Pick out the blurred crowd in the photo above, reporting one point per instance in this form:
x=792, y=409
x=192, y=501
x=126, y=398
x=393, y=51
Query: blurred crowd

━━━

Directive => Could you turn the items above into a numbered list, leaving out any blank lines?

Response for this exercise =>
1. Pick out the blurred crowd in the photo above, reporting one point per instance in this form:
2. x=792, y=409
3. x=192, y=501
4. x=126, y=398
5. x=393, y=51
6. Query: blurred crowd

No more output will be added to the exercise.